*** Material for this task
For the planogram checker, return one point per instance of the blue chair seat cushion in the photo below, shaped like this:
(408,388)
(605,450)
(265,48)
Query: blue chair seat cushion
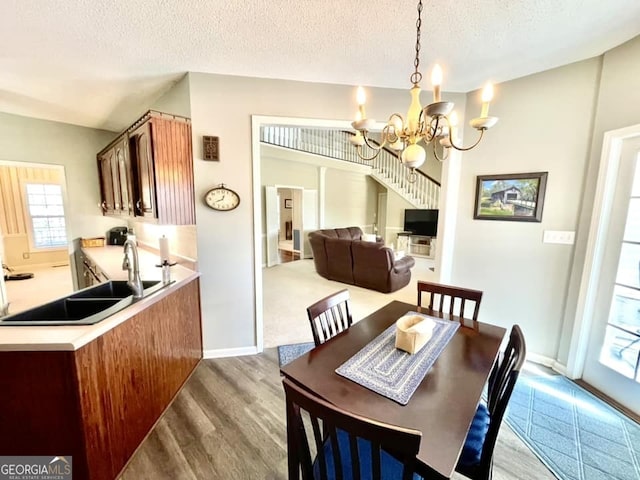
******
▸ Task to complete: Repeat the records word for word, skipping pictures.

▸ Result of this exercise:
For the planogram checker, return one point per instance of the blue chair seat cushion in the photo below, shaped like this:
(408,388)
(605,450)
(265,48)
Query: blue chair seat cushion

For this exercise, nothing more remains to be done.